BEGIN Input data

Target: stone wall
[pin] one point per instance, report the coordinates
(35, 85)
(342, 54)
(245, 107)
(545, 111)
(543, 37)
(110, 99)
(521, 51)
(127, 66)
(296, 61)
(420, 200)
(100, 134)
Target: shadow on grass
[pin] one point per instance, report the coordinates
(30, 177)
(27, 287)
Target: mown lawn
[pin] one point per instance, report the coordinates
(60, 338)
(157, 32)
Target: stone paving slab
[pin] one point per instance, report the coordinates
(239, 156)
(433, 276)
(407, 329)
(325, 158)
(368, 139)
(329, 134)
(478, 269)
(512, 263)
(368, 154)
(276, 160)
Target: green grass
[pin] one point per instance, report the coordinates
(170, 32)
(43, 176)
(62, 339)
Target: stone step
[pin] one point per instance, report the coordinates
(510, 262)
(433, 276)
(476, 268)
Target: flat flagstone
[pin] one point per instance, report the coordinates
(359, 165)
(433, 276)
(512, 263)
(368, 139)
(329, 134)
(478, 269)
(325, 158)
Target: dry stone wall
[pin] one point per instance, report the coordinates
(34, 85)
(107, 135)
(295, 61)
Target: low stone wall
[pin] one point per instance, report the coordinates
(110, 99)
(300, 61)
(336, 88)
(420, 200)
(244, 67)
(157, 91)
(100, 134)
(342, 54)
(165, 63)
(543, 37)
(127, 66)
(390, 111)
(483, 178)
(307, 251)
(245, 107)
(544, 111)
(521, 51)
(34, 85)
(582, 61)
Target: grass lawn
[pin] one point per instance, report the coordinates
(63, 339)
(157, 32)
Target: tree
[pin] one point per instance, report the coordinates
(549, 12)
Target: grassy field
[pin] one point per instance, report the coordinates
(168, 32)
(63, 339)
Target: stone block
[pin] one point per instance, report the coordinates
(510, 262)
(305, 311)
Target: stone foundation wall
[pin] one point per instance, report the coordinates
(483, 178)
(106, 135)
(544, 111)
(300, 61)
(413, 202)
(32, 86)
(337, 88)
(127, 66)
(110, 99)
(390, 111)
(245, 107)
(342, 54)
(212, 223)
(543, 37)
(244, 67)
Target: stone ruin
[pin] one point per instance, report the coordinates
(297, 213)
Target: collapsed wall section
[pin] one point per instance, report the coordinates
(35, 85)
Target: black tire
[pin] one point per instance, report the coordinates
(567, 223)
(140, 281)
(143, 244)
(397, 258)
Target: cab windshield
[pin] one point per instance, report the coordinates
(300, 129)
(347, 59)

END Input data

__The task__.
Output each entry precisely as given.

__Answer to the problem__.
Target: stone wall
[pin] one point per instance, report the coordinates
(35, 85)
(342, 54)
(245, 107)
(545, 111)
(543, 37)
(110, 99)
(521, 51)
(127, 66)
(296, 61)
(420, 200)
(100, 134)
Target: shadow on grass
[pin] one point per instance, report the coordinates
(30, 177)
(27, 287)
Target: mown lawn
[pin] one point per instance, report the coordinates
(60, 338)
(157, 32)
Target: stone paving slab
[pin] one point per instance, report the coordinates
(239, 156)
(433, 276)
(407, 329)
(325, 158)
(368, 139)
(329, 134)
(478, 269)
(512, 263)
(368, 154)
(276, 160)
Target: green grass
[pin] one point per instance, report the coordinates
(170, 32)
(43, 176)
(62, 339)
Target: stone step
[pin] one point per instance, report the coordinates
(510, 262)
(433, 276)
(476, 268)
Target: flat flagstone
[pin] one point per instance, report the coordinates
(359, 165)
(433, 276)
(512, 263)
(368, 139)
(329, 134)
(478, 269)
(325, 158)
Target: dry stone wall
[pin] one point per instance, report the coordinates
(34, 85)
(107, 135)
(295, 61)
Target: low stone wall
[pin] one point per instance, report the coordinates
(110, 99)
(300, 61)
(336, 88)
(420, 200)
(244, 67)
(157, 91)
(100, 134)
(342, 54)
(165, 63)
(543, 37)
(127, 66)
(390, 111)
(483, 178)
(307, 251)
(245, 107)
(544, 111)
(521, 51)
(34, 85)
(582, 61)
Target: grass lawn
[pin] one point per instance, report the coordinates
(63, 339)
(157, 32)
Target: tree
[pin] one point per instance, report the coordinates
(549, 12)
Target: grassy field
[pin] one point per instance, report the coordinates
(168, 32)
(63, 339)
Target: stone block
[pin] one point per instance, report the coordinates
(510, 262)
(305, 311)
Target: stone foundation wall
[pin] one point per instance, report the coordinates
(483, 178)
(106, 135)
(544, 111)
(300, 61)
(413, 202)
(32, 86)
(337, 88)
(127, 66)
(110, 99)
(390, 111)
(245, 107)
(342, 54)
(212, 223)
(543, 37)
(244, 67)
Target: stone ruin
[pin] one point per instance, report the coordinates
(297, 213)
Target: collapsed wall section
[pin] one point per instance, report the coordinates
(35, 85)
Target: black tire
[pin] one point per instance, report the coordinates
(567, 223)
(140, 281)
(143, 244)
(397, 258)
Target: cab windshield
[pin] one point per instance, report the coordinates
(300, 129)
(347, 59)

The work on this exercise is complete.